* [SUPPLIED MATERIAL]
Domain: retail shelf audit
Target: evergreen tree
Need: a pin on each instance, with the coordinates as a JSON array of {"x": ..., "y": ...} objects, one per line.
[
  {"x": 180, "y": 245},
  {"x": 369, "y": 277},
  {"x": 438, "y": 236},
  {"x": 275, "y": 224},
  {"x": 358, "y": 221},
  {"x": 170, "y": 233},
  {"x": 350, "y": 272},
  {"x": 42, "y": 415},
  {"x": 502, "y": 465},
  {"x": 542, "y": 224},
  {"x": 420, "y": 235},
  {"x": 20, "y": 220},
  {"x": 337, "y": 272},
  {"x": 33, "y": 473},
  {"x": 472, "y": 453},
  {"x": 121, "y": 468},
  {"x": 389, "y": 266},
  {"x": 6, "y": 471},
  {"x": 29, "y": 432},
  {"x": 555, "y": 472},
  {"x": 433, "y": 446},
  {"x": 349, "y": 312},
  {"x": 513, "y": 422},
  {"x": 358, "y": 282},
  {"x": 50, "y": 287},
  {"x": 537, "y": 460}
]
--
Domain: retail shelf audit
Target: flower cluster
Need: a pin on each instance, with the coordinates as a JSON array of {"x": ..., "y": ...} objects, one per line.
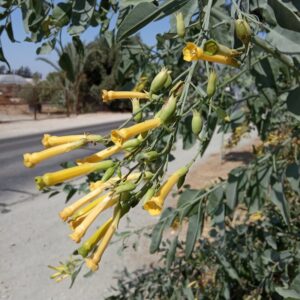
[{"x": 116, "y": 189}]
...
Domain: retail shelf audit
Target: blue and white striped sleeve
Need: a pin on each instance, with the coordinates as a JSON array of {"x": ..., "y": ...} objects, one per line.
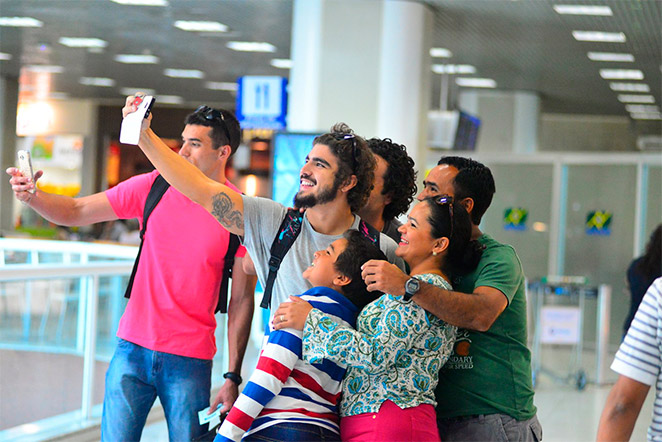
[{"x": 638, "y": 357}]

* [REQUIREMENTS]
Find every line above that contains the word "Target" and copy each one out in full. Match case exactly.

* [EXERCISE OUTPUT]
Target: evergreen tree
Target: flower cluster
Target: blue and white striped sleeve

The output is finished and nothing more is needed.